Text:
• • • •
Osbourne was riding his quad bike on the grounds of the family's estate in England when he hit some uneven ground and was thrown from the vehicle. "As the bike's tumbling and he's tumbling, he actually somehow gets entangled in the bike, and he's rolling with the bike," Osbourne's bodyguard Sam Ruston told ABC. "I turned him over and I put my head on his chest, and I hear no breath, no heartbeat, nothing." Ruston performed mouth-to-mouth on Osbourne when an MTV camera operator called for help and the rocker was transported to hospital when he came around.

Doctors found that one of Osbourne's lungs was partially collapsed and a number of bones were damaged: Eight of his ribs, some of his vertebrae, and his left collarbone were all fractured. In 2019, he revealed that he was still feeling the after effects of the accident. "For the last 10 years, I've been getting electric shocks down my arm," he said in a SiriusXM interview (via Blabbermouth).

Richard Hammond was put in a coma after a Top Gear accident

The original "Top Gear" was a by-the-book analysis of vehicles that concentrated on performance but provided little entertainment value. When the show was brought back in 2002, the idea was to make it fun. The updated show incorporated celebrity guests, timed laps, irreverent comedy, and, most crucially, car-related stunts. After eight seasons, "Top Gear" had become an obligatory stop for movie stars promoting their films in the U.K., and the antics of the three hosts had made them endearing to viewers. However, in the very first episode of the 9th season, one of the show's hosts, Richard Hammond, hopped into a jet-propelled drag racing car and drove at speeds of almost 320mph before crashing, forcing doctors to place him in a medically induced coma.

Fortunately for Hammond (who is also known for his voice acting work), the doctors did an excellent job, and he was back on TV three months later. He was welcomed as a hero and made numerous assertions that he was fully healthy, but as time passed, he began to concede that the aftereffects were scarier than he let on. "I have to consciously write memories down and work hard to recall them sometimes," he said during an interview on "The Diary Of A CEO," a popular podcast (via the BBC). "It might be because I'm 53, it might be because I'm working a lot and I'm tired, it might be the onset of something else." Hammond admitted that he "probably needs an MRI scan" but was "too scared" about what doctors might tell him.

Jonathan Goodwin was paralyzed rehearsing for America's Got Talent: Extreme

Simon Cowell's standing in pop culture at this point in history is more related to his reputation as a caustic judge on numerous talent programs than to his actual day job as a record label head. Few fans are aware that, before becoming the man known for verbally destroying contestants that underwhelmed him, he was a contestant on the obscure talent show "Sale of the Century." His fondness for the format, along with his notion that controversy garners attention, inspired him to create the "Got Talent" franchise, which has spawned over a hundred spin-offs, according to Cowell.

"America's Got Talent: Extreme" was one such spin-off, which regrettably ended after only four episodes. The concept was the same as in previous incarnations, with a combination of the judges, host, and viewers voting for their favorite contestant. The only difference was that this version contained daredevil stunts. A horrific accident on the set resulted in the show being suspended indefinitely in 2021 and Cowell pulled the plug soon after.

Jonathan Goodwin, an experienced British stunt performer, had been in several U.K. television shows, including his own, "The Amazing Mr. Goodwin," before competing on "America's Got Talent: Extreme." He was crushed between two automobiles after his stunt on "America's Got Talent: Extreme" went horribly wrong. As a result, Goodwin was paralyzed from the waist down. "I wouldn't wish it on anybody but I think that with all the physical challenges I've had in my life I'm uniquely adapted to dealing with it," he said during an appearance on Loose Women (via the Daily Mail).
• • • •
Listed records:
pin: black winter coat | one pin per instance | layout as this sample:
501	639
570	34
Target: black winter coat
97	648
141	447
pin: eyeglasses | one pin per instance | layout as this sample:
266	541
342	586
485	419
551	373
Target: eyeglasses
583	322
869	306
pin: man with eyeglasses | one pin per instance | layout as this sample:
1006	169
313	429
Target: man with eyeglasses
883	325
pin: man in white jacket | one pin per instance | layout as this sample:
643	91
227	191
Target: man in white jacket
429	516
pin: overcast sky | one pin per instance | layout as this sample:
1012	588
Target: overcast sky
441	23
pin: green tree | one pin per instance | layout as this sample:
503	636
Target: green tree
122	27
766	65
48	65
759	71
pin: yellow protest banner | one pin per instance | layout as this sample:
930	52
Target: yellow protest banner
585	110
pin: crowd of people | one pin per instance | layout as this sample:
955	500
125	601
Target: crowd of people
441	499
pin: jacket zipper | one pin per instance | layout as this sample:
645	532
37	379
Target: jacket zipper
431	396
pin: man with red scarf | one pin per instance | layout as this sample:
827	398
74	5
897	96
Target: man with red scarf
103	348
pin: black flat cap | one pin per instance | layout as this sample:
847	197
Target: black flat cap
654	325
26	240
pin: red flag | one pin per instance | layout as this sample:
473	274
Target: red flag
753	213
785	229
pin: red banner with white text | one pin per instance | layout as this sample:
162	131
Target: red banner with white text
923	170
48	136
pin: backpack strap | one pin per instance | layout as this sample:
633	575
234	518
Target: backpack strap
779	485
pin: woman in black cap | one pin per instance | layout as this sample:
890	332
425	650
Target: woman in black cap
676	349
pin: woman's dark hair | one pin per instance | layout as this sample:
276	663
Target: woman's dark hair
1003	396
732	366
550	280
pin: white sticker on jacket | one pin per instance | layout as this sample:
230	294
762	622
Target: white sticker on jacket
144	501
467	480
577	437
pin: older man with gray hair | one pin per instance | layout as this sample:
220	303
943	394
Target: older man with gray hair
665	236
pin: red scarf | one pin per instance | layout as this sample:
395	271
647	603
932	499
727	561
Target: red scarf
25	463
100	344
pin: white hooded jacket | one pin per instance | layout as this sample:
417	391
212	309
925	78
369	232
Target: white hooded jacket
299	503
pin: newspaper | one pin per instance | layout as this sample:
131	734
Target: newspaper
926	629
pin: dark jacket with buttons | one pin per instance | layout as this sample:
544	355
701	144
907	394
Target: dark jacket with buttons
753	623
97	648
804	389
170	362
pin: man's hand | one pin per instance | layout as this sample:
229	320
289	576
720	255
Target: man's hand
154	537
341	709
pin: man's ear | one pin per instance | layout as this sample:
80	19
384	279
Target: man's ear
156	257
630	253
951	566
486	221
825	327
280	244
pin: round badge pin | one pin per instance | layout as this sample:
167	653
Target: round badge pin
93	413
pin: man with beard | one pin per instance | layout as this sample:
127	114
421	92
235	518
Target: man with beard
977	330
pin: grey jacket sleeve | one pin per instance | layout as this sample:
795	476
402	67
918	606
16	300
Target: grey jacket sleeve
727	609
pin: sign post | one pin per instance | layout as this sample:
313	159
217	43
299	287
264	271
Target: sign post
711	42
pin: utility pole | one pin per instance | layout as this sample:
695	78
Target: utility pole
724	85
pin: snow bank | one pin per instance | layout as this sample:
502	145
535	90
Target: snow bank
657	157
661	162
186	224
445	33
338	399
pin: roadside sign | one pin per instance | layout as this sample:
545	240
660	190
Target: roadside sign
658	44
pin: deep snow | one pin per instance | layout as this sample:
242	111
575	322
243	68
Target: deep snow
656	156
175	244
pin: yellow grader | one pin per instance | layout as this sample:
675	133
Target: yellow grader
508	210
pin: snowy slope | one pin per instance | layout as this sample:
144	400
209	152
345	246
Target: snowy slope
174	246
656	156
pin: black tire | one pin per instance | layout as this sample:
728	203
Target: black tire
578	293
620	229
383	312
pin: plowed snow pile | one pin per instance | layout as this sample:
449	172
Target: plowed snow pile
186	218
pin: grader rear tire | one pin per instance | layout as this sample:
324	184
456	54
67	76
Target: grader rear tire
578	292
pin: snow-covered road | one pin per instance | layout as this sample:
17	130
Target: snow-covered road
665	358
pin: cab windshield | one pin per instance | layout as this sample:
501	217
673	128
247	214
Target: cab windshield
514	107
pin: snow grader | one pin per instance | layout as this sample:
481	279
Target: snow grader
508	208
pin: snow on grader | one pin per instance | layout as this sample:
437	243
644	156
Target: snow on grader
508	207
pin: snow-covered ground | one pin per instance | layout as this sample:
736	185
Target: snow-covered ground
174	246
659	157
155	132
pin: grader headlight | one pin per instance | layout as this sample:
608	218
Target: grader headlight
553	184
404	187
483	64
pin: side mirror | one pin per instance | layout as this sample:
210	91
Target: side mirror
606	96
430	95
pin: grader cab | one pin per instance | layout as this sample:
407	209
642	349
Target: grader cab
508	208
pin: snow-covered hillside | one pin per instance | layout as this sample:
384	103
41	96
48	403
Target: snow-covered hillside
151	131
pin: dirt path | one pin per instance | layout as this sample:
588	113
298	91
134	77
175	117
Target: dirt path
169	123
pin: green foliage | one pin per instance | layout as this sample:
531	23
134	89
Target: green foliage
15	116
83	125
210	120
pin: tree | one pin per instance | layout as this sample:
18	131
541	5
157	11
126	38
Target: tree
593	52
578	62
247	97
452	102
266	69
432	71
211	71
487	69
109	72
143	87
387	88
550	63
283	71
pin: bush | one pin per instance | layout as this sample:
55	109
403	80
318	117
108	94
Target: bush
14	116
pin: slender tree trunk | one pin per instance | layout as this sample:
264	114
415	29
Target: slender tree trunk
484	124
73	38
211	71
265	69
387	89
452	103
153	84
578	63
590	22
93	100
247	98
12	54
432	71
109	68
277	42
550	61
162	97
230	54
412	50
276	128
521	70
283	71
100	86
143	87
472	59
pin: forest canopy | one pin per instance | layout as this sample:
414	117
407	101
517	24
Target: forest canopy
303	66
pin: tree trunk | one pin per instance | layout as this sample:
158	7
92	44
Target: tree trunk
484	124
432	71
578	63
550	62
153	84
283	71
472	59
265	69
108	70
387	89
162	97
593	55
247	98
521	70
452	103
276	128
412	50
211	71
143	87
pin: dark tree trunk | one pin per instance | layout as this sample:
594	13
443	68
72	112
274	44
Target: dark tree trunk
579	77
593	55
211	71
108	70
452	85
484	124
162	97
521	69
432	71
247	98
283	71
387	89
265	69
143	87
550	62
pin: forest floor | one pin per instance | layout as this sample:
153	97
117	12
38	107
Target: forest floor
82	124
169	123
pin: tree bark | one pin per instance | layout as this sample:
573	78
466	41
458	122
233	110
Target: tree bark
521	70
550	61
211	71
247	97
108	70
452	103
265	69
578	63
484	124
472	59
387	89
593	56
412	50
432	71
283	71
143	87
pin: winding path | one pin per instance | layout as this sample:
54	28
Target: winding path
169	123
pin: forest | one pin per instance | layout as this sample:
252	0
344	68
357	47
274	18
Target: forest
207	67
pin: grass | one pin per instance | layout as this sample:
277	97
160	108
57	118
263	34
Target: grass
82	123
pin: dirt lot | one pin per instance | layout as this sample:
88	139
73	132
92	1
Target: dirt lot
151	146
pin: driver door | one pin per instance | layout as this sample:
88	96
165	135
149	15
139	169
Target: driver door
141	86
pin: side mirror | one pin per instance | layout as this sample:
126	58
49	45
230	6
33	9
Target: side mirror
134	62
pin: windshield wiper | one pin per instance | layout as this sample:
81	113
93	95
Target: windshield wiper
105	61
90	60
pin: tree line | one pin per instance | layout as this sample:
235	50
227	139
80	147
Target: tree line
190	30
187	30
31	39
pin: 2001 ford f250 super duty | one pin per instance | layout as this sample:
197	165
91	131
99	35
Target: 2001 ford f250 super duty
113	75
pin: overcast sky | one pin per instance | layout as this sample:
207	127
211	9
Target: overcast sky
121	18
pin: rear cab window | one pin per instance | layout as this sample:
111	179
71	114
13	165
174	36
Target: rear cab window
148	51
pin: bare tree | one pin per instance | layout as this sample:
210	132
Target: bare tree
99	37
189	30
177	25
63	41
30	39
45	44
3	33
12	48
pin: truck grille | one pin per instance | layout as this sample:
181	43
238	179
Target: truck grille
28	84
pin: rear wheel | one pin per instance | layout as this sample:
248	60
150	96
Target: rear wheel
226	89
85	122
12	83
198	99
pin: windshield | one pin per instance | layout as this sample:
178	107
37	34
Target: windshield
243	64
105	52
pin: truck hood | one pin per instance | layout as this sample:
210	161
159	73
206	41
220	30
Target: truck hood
• • • •
Problem description: Copy, word for word, the passage of the text on stunt and vehicle accidents starting with "Doctors found that" and going on through "interview (via Blabbermouth).".

Written answer:
Doctors found that one of Osbourne's lungs was partially collapsed and a number of bones were damaged: Eight of his ribs, some of his vertebrae, and his left collarbone were all fractured. In 2019, he revealed that he was still feeling the after effects of the accident. "For the last 10 years, I've been getting electric shocks down my arm," he said in a SiriusXM interview (via Blabbermouth).